▶ TEXTO DE LECTURA:
________________________________________

EL NACEDERO DEL AGUISEJO

Por los Reyes, lo notan los bueyes;…”. El viejo refrán, sentencioso como pocos, alerta del modo en que, según avanza el calendario, la luz va ganando minutos a la oscuridad. Desde el solsticio de invierno, la distancia temporal entre orto y ocaso ha ido aumentando a razón de más de un minuto por día. Son quince los días transcurridos entre el solsticio y la Epifanía, y el refranero concede a los animales la capacidad de advertir los casi veinte minutos ganados a las tinieblas. Al hombre, el más torpe de los animales en un escenario natural, le otorga dicha capacidad cuando han pasado treinta días desde el solsticio, dando remate al refrán: “… y por San Sebastián, el gañan.” El caminante, justo en el miércoles intermedio entre los de la Epifanía y San Sebastián, con la luz vespertina en inexorable progresión, se propone saldar una vieja deuda con el manadero del río Aguisejo.

________________________________________

▶ EXTRACTO DE DATOS:

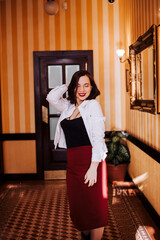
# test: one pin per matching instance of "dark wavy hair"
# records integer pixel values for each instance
(74, 84)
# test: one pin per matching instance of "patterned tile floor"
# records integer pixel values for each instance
(39, 210)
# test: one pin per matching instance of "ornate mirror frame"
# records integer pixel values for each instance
(143, 42)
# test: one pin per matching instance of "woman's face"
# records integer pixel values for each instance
(83, 89)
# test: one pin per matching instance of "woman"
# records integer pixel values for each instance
(80, 129)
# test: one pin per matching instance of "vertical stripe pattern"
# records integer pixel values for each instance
(144, 126)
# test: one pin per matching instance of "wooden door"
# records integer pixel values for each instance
(54, 71)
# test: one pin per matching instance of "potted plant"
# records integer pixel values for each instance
(118, 156)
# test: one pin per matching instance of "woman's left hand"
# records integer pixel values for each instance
(91, 175)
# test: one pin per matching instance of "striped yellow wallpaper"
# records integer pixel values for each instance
(144, 126)
(85, 25)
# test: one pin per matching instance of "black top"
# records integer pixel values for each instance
(75, 132)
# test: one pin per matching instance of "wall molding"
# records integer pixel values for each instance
(17, 136)
(152, 152)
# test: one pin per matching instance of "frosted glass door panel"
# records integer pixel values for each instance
(52, 110)
(53, 124)
(54, 76)
(70, 70)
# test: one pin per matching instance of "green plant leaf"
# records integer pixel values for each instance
(115, 139)
(121, 135)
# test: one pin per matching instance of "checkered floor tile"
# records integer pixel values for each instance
(40, 210)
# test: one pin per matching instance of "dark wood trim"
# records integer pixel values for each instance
(153, 153)
(38, 57)
(18, 136)
(22, 177)
(152, 212)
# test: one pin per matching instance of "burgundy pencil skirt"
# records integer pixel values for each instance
(88, 205)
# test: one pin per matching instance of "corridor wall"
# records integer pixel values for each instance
(145, 171)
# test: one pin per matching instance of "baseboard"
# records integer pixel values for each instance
(23, 177)
(152, 212)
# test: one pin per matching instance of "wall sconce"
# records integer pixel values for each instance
(51, 7)
(120, 53)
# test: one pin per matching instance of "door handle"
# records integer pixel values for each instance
(45, 114)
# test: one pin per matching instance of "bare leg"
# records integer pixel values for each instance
(97, 233)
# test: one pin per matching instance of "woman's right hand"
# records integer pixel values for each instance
(67, 84)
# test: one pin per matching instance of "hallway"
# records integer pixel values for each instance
(39, 210)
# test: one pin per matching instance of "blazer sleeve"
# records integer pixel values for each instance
(55, 98)
(99, 149)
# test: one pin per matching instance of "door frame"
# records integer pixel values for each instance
(37, 57)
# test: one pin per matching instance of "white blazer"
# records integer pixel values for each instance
(92, 116)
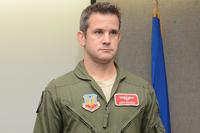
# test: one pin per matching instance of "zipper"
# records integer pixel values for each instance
(127, 124)
(92, 129)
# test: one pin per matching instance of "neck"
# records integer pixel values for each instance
(100, 71)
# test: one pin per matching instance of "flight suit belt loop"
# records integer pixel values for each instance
(105, 120)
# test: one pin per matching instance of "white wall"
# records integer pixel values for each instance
(37, 43)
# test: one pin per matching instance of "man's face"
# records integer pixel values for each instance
(102, 38)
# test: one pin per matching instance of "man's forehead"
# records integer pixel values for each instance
(98, 20)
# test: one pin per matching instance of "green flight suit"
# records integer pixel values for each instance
(61, 111)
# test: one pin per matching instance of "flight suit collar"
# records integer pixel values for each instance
(81, 72)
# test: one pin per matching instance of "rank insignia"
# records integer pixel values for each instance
(90, 102)
(125, 99)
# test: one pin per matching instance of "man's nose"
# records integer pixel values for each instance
(106, 39)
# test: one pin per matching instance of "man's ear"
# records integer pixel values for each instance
(119, 36)
(81, 38)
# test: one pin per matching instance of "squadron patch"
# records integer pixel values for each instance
(125, 99)
(90, 102)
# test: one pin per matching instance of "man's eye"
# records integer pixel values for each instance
(113, 32)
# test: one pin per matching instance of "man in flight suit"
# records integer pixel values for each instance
(98, 96)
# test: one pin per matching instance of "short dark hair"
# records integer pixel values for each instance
(99, 7)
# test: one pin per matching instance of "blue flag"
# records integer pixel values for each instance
(159, 80)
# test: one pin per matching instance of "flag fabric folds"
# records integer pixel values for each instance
(159, 80)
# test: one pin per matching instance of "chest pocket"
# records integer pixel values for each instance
(75, 122)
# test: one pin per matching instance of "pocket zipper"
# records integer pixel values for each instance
(81, 119)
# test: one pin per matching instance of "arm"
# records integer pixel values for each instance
(151, 121)
(48, 115)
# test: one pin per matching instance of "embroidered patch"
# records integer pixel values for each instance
(90, 102)
(126, 99)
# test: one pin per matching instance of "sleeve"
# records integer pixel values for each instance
(151, 121)
(48, 118)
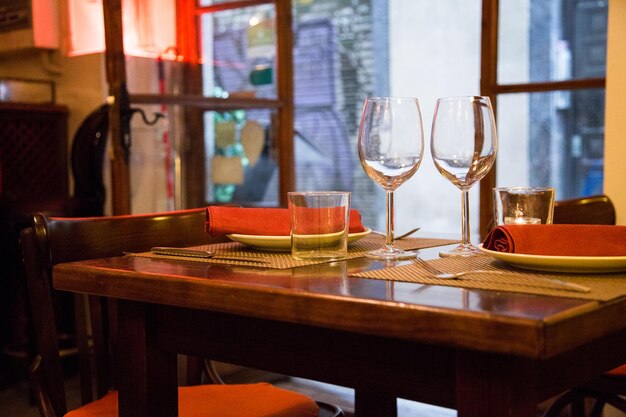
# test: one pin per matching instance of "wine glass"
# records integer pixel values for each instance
(391, 146)
(463, 143)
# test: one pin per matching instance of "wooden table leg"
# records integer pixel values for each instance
(368, 404)
(495, 386)
(147, 377)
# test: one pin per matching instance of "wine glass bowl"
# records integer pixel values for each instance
(391, 146)
(463, 146)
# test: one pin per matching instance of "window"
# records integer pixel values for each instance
(548, 83)
(542, 63)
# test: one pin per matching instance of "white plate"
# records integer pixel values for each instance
(281, 243)
(575, 264)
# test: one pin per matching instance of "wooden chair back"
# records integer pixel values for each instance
(54, 240)
(586, 210)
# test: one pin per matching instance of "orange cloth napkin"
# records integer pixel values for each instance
(225, 220)
(558, 239)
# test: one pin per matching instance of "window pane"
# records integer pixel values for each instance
(551, 40)
(240, 157)
(552, 139)
(239, 52)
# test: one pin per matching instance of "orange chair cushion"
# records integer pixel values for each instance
(237, 400)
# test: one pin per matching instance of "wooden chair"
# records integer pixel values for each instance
(586, 210)
(608, 388)
(54, 240)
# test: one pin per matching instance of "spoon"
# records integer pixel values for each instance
(402, 236)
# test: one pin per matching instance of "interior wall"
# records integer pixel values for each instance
(615, 123)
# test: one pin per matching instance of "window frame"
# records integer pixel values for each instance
(489, 86)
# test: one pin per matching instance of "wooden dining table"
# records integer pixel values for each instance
(485, 353)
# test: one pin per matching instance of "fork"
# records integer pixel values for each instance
(437, 273)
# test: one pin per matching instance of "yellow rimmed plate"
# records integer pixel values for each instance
(570, 264)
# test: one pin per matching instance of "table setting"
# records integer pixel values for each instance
(524, 252)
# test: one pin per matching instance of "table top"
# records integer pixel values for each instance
(326, 296)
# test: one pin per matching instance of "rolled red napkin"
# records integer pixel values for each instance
(558, 239)
(226, 220)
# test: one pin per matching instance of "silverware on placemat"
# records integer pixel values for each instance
(204, 254)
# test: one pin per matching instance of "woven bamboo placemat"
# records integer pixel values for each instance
(604, 287)
(283, 260)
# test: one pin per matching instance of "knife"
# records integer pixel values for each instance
(198, 253)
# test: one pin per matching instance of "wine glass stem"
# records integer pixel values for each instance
(465, 219)
(389, 226)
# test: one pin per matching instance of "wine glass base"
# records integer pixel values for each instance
(463, 250)
(390, 253)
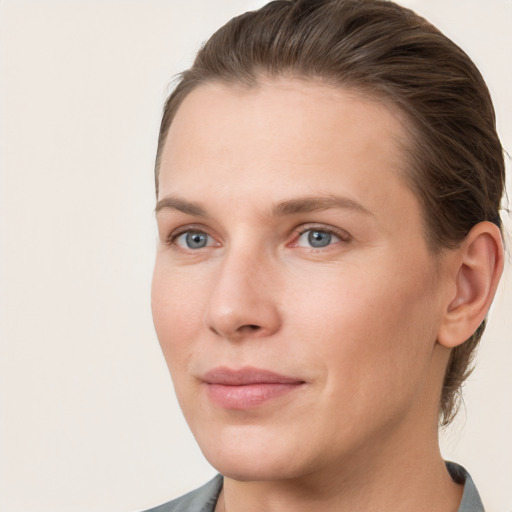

________________________________________

▶ CONSIGNA ESCRITA 1:
Enumera todas las cantidades de tiempo que el texto de lectura expresa con un numeral, junto con su unidad.
▶ CONSIGNA ESCRITA 2:
Indica cuántas líneas de los registros contienen la cadena "woman", teniendo en cuenta mayúsculas y minúsculas. Da solo el número.

▶ SOLUCIÓN DEL EJERCICIO 1:
- más de un minuto por día
- quince días
- casi veinte minutos
- treinta días

▶ SOLUCIÓN DEL EJERCICIO 2:
4